### EXCERPT:
==*==
Radiological tests, including X-ray, bone scan, and skeletal survey, remain the best method for evaluating cancer in the bones.
X-ray When a patient experiences pain that is suspected to be a result of bone cancer, the first step in diagnosis is usually to X-ray the area near the pain. When enough of the healthy bone in any area is worn away by metastatic lesions, the damaged area will show up as a dark spot on the X-ray that look like holes in the bones.
Bone Scan A more comprehensive test used to diagnose bone cancer is a type of X-ray called a bone scan. In this test, low level radioactive particles are injected into a vein. They circulate through the body and are selectively picked up by the bones. A high concentration of these radioactive particles indicates the presence of rapidly growing cancer cells.
Skeletal Survey In order to diagnose blastic lesions, or lesions where extra bone has built up, a skeletal survey may be utilized. This is a form of X-ray. Normally an X-ray is selective for a particular area of concern, but with a skeletal survey, all areas are imaged. All patients with multiple myeloma and many with breast cancer undergo a skeletal survey to detect bone metastases that have not yet developed observable symptoms.
Other Occasionally, other radiological procedures may be used to assess bone cancer, such as a computed axial tomography (CAT) scan, magnetic resonance imaging (MRI) scan, or PET scan.
Either a needle biopsy or an incisional biopsy may also be useful for diagnosing bone cancer. During a needle biopsy, the surgeon makes a small hole in the bone and removes a sample of tissue from the tumor with a needle-like instrument. In an incisional biopsy, the surgeon cuts into the tumor and removes a sample of tissue. The tissue is then examined under a microscope to determine whether it is cancerous. Biopsies are best done by orthopedic oncologists—doctors experienced in the diagnosis of cancer involving the bone.
The early detection of bone cancer is important for effective management. In the past, pain and fractures were often the first signs of cancer involving bones. Unfortunately, by the time these signs occur, the cancer cells are already present and have begun to impact the patients overall bone health. Relying on these signs typically results in a late diagnosis of bone cancer. Blood tests that can detect the presence of bone cancers before they manifest in pain or fractures may be useful for identifying patients that would benefit from treatment before complications develop.
==*==
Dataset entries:
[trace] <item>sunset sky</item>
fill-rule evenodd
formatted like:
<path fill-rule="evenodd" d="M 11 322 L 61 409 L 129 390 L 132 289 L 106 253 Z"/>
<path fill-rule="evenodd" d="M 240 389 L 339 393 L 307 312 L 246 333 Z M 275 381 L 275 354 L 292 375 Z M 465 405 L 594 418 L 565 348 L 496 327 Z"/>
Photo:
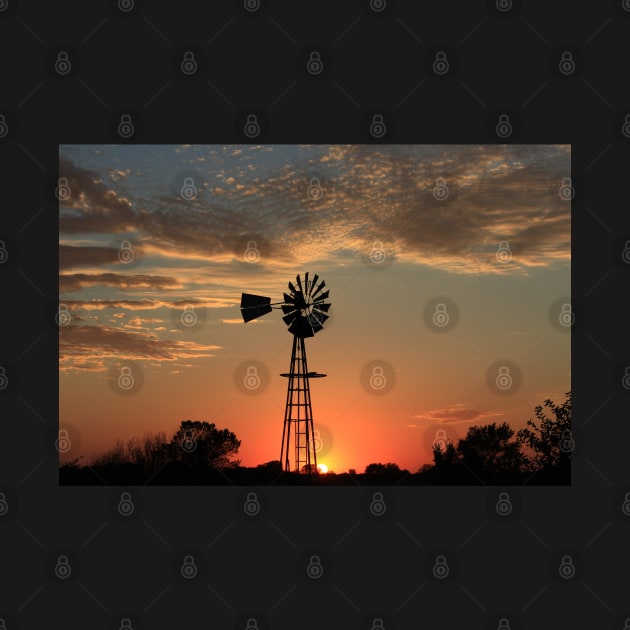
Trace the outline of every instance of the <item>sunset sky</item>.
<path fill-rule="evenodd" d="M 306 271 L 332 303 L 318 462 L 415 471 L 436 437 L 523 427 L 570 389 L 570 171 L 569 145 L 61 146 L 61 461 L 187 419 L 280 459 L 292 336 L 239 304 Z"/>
==*==
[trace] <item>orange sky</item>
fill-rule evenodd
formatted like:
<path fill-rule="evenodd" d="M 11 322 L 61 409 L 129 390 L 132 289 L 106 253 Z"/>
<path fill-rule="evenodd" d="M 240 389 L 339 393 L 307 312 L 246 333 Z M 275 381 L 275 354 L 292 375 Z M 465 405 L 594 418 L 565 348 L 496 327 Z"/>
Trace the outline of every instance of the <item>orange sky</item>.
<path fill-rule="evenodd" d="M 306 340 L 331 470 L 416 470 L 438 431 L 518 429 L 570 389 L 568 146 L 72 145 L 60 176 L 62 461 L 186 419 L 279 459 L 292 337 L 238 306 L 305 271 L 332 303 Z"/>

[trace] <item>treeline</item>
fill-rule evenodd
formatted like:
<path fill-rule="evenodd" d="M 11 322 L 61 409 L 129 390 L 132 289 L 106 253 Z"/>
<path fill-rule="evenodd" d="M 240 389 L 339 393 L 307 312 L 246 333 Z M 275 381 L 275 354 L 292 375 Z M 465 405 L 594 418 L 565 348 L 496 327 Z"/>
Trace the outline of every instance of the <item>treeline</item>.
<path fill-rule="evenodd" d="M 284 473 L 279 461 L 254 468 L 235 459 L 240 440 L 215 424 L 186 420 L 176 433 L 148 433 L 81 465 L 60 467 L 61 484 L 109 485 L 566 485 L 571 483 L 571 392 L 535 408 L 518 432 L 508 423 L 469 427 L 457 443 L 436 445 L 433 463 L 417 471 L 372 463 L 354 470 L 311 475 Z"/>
==*==
### COMPLETE THE FOLLOWING:
- 1) Extract, word for word, the passage of the text on diagnosing bone cancer starting at "The early detection" and ending at "before complications develop.".
- 2) Write a continuation of the text on diagnosing bone cancer from the point where it stops.
The records play no part in this work.

### TASK-BY-TASK ANSWERS:
- 1)
The early detection of bone cancer is important for effective management. In the past, pain and fractures were often the first signs of cancer involving bones. Unfortunately, by the time these signs occur, the cancer cells are already present and have begun to impact the patients overall bone health. Relying on these signs typically results in a late diagnosis of bone cancer. Blood tests that can detect the presence of bone cancers before they manifest in pain or fractures may be useful for identifying patients that would benefit from treatment before complications develop.

- 2)
Cancers in the bone cause an increase in bone remodeling activity. Normal bone is constantly being remodeled, or broken down and rebuilt. Cancer cells disrupt the balance between the activity of osteoclasts (cells that break down bone) and osteoblasts (cells that build bone). When cancer cells are in the bones, some proteins, genes, or byproducts from the building blocks of bone are produced at a higher rate than during normal remodeling.
Measuring blood levels of these substances, called biological markers, can be useful for diagnosing cancer involving the bones. Higher levels can indicate that a cancer has progressed. Though most biological markers are not routinely used for the diagnosis of bone cancers at this time, some are very useful, while others show promise for the future.
Bone specific alkaline phosphatase (BSAP) is an enzyme that is present in the cells that participate in bone formation, called osteoblasts. BSAP has been used for many years to detect increases in bone formation activity. Blood levels of BSAP are increased in patients with bone cancer and other conditions that result in increased bone remodeling. Increases in BSAP have been detected in patients with bone metastasis caused by prostate cancer, and to a lesser degree, in bone metastases from breast cancer. Unfortunately, BSAP is not completely specific for cancer because alkaline phosphatases are also produced by other organs and can be elevated by other conditions. Nonetheless, BSAP can be monitored in patients who are known to be at risk of bone metastases.
Other biochemical markers are under investigation, but at this time, none have been approved for use in the clinical setting.